**Extracted text:**
★ ★ ★ ★

For Moon and his supporters, the No. 1 goal for the summit is to reduce to threat of conflict on the Korean peninsula. Their hope is that Trump and Kim can agree to a plan that allows North Korea to denuclearize in return for normalized ties with the US. Humanitarian and economic steps could follow. Trump hasn’t ruled out taking this kind of incremental approach; he said on Thursday that he didn’t think it would be a “one-meeting deal.” But it’s unclear how patient he’s willing to be.

In addition to discussing denuclearization with Kim, Trump has also left open the possibility of declaring an end to the Korean War. The 1950-53 conflict ended with an armistice. Yet a formal peace treaty would need to involve not only the US, which fought on the South’s side during the war, but also China, which fought on the North’s. The most that could happen in Singapore is a declaration of intent, leaving the negotiating and signing of a treaty for later.

China: hoping for a trade thaw

A peace declaration is just one of several outcomes of the Trump-Kim summit that China would happily accept, especially if it were to lead to a reduction in the number of American troops in South Korea. Trump has reportedly sought options for bringing home some of the 28,500 soldiers stationed there, but the White House has denied reports of it planning to use troops as bargaining chips.  

China is also hoping that the summit leads to an easing of the international sanctions that have been imposed on North Korea. While Beijing has for the most part reluctantly enforced them, it has never fully supported the idea that sanctions alone would curtail Pyongyang’s nuclear weapons program. Trump has said that he would stop using the phrase “maximum pressure” to describe the sanctions, even though he insisted that they would remain in place.

★ ★ ★ ★

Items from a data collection
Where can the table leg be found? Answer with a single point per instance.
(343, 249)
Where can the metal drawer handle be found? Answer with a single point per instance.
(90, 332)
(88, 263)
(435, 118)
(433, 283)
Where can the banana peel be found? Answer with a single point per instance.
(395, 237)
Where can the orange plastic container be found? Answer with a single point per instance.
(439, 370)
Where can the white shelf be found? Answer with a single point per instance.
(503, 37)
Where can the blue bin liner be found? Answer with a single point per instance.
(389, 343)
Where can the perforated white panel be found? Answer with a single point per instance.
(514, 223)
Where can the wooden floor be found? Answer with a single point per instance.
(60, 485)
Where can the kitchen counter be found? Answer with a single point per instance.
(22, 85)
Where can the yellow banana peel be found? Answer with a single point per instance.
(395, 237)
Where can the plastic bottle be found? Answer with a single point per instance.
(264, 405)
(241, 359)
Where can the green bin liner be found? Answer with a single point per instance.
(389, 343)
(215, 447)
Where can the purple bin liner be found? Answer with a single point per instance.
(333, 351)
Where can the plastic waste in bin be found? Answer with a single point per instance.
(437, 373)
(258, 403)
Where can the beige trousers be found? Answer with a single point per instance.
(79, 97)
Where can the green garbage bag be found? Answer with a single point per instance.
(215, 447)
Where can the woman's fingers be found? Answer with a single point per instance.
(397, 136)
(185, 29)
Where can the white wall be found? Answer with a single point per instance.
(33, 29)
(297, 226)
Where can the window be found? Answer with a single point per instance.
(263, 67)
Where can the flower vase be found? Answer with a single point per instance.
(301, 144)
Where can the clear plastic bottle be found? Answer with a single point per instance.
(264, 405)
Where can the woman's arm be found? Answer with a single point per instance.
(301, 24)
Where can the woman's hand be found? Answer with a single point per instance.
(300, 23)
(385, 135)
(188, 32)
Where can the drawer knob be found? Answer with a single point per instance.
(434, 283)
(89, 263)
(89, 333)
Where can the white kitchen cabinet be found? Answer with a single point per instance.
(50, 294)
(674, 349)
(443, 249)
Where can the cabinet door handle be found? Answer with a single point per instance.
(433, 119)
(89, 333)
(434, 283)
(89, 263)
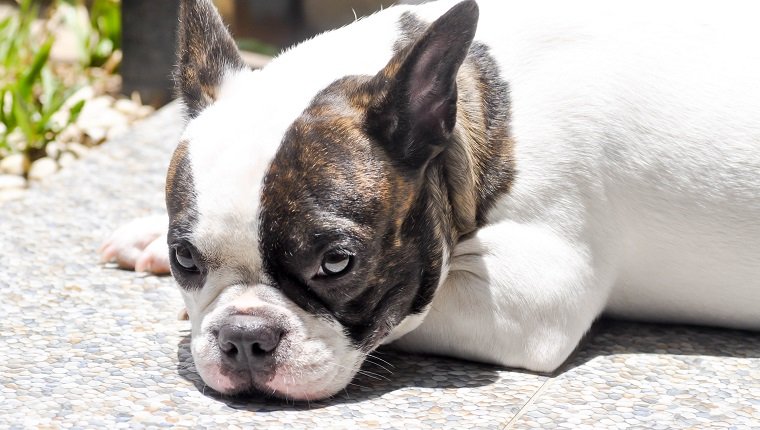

★ ★ ★ ★

**What to produce:**
What does the passage on the Trump-Kim summit say from "China: hoping for" to "remain in place."? Copy that stretch word for word.

**Output of the exercise:**
China: hoping for a trade thaw

A peace declaration is just one of several outcomes of the Trump-Kim summit that China would happily accept, especially if it were to lead to a reduction in the number of American troops in South Korea. Trump has reportedly sought options for bringing home some of the 28,500 soldiers stationed there, but the White House has denied reports of it planning to use troops as bargaining chips.  

China is also hoping that the summit leads to an easing of the international sanctions that have been imposed on North Korea. While Beijing has for the most part reluctantly enforced them, it has never fully supported the idea that sanctions alone would curtail Pyongyang’s nuclear weapons program. Trump has said that he would stop using the phrase “maximum pressure” to describe the sanctions, even though he insisted that they would remain in place.